> Instructions for the task:
Exact reproduction of every entry is required.

(Extracted records)
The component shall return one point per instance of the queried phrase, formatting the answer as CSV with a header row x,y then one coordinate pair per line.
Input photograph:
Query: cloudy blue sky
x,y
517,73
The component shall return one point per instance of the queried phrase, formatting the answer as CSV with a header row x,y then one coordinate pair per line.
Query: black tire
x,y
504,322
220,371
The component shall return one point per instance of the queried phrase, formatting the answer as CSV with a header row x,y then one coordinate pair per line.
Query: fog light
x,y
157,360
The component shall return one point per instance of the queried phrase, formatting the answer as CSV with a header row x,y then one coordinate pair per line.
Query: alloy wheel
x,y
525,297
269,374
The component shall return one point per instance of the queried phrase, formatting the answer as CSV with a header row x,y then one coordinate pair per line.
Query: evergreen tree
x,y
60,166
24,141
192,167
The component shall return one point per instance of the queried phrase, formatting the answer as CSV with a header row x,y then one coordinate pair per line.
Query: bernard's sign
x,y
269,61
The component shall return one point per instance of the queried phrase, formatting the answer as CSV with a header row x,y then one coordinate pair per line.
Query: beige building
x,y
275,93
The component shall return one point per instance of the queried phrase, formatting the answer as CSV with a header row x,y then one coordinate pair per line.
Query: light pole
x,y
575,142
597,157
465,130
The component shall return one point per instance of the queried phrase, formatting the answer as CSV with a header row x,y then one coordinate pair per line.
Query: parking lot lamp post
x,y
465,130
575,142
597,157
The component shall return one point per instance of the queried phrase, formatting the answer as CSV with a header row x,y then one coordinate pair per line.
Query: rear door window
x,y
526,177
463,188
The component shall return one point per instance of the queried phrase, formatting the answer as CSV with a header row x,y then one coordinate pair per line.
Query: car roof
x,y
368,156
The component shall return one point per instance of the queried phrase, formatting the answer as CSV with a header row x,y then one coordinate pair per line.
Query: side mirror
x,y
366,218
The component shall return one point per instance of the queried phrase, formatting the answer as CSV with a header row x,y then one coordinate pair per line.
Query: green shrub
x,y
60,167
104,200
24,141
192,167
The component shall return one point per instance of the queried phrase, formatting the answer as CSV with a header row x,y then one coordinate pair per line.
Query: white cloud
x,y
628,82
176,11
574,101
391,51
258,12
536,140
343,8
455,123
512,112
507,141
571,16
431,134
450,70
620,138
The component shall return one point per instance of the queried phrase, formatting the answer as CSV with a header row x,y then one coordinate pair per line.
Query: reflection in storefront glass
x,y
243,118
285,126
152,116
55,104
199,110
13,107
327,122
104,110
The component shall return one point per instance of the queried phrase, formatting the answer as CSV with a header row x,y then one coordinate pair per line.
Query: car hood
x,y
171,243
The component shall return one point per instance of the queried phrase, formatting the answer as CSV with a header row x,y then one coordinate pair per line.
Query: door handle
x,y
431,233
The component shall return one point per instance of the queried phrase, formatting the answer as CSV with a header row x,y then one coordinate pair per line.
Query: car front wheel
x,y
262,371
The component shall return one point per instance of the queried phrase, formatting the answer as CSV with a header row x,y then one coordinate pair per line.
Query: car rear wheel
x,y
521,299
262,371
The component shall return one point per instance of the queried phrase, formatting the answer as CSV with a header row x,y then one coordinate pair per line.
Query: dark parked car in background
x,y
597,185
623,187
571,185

> Answer to this exercise:
The component shall return one point per instance of the queried phrase, formatting the answer as CSV with a header row x,y then one coordinate pair per line.
Input photograph:
Query: cloudy blue sky
x,y
517,73
The component shall return one point per instance of the queried phrase, formatting the answer as CSV with a header row x,y then one coordinate pair per line.
Query: black tire
x,y
504,322
220,371
The component shall return one point per instance of the queried phrase, formatting the answer as CSV with a header row x,y then one coordinate pair per line.
Query: fog light
x,y
157,360
The component shall return one point per instance of the queried phrase, formatting the answer as CSV with a header row x,y then one coordinate pair per line.
Query: alloy wheel
x,y
525,297
269,374
The component shall return one point per instance of the queried phrase, formatting the answer as CSV with a header row x,y then one coordinate pair per line.
Query: evergreen tree
x,y
60,166
24,141
192,167
The component shall return one point per instance of the queried phrase, formatting the answer as CSV with a header row x,y then one coordinate pair per line.
Query: bernard's sign
x,y
269,61
The component shall return one point per instance of the queried phrase, formatting the answer as CSV with a header row x,y then one coordinate pair per line.
Query: beige building
x,y
275,93
The component shall return one point per instance of the queried phrase, formatting the answer as CSV with a header row x,y then one coordinate pair per line.
Query: light pole
x,y
575,142
597,157
465,130
The component shall return one point per instance of the queried phrase, formatting the answer as CSV with a header row x,y then one coordinate pair per line.
Query: parking lot lamp post
x,y
465,130
575,142
597,157
The component shall return one point per instance of the queried phrase, formatting the answer as CSV with a header row x,y then one coordinate pair per line.
Query: rear door window
x,y
526,177
463,188
The component shall return one point per instance of the queried phrase, formatting the answer as CSV with a header row x,y then one coordinate pair per line.
Query: car roof
x,y
368,156
The component shall return one point per instance of the queried phrase, formatting the answer as CSV with a header row x,y then one coordinate pair per line.
Query: side mirror
x,y
366,218
The component shall return one point per instance of the queried phrase, formatting the answer as CSV with a header row x,y then one coordinate pair per line.
Query: green shrub
x,y
60,167
104,200
24,141
192,167
The component shall return one point per instance of the queried phrase, formatting the answer as CSV with a header row x,y then one coordinate pair per line.
Query: white cloud
x,y
628,82
176,11
574,101
391,51
258,12
536,140
343,8
455,123
512,112
507,141
571,16
431,134
450,70
620,138
The component shall return one point per instance of the queried phrase, formatting the answer as CSV with a header row x,y then one coordinate pair per line.
Query: reflection in storefront glass
x,y
243,118
285,126
152,116
55,104
199,110
13,107
327,122
104,110
The component shall return one point per instance of the queried phrase, formatting the answer as CSV with a header row x,y then one coordinate pair per line.
Query: car hood
x,y
171,243
The component shall return one point per instance of the queried phrase, formatting the answer as CSV with a header row x,y then one coordinate pair per line.
Query: door handle
x,y
431,233
The component shall return one point per instance of the queried phrase, formatting the answer as CSV with a header row x,y then one coordinate pair per line.
Query: car front wheel
x,y
262,371
The component shall return one point per instance of the queried phrase, formatting the answer as CSV with a header row x,y then one coordinate pair per line.
Query: car rear wheel
x,y
521,299
262,371
The component shall return one point per instance of the queried phrase, formatting the answer as CSV with a header row x,y then one coordinate pair per line.
Query: dark parked car in background
x,y
597,185
623,187
571,185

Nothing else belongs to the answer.